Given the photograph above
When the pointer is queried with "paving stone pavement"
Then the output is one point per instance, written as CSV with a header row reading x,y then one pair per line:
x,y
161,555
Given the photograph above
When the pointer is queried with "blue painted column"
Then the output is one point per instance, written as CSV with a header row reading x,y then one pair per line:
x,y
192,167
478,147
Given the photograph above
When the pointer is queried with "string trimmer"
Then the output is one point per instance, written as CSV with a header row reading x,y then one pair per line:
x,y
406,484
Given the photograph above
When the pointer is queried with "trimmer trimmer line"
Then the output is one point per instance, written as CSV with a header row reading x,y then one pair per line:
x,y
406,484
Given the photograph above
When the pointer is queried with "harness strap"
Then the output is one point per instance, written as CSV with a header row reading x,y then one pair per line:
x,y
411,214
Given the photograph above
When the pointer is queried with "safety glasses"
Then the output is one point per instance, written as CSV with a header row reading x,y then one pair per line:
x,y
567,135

Task instructions
Quote all of the entries exactly as they appear.

Task result
Given the photograph above
When the pointer is queried with "paving stone pavement"
Then the output is one point per instance, written as CSV with a header row reading x,y then one pair per line:
x,y
161,555
Given the photograph above
When the pointer is queried with "blue painted column"
Then the output is one point per instance, written as CSV with a header row reading x,y then one pair per line:
x,y
192,167
478,147
Given the photograph above
When the pointer is queried with "string trimmer"
Then the output is one point per instance, written as CSV with a header row reading x,y then one pair per line:
x,y
406,484
Given the photograph above
When the pointer is queried with "trimmer trimmer line"
Then the output is one point per instance, written as CSV with a header row reading x,y then one pair per line:
x,y
406,484
Given the photograph above
When the pointer is queried with "harness strap"
Then the output is one point per instance, written as CSV with a header row reading x,y then one pair per line:
x,y
411,214
Given the photograph above
When the pointer is queried with "safety glasses"
Then the output is one point per instance, written as CSV with a header row reading x,y then one pair per line:
x,y
567,135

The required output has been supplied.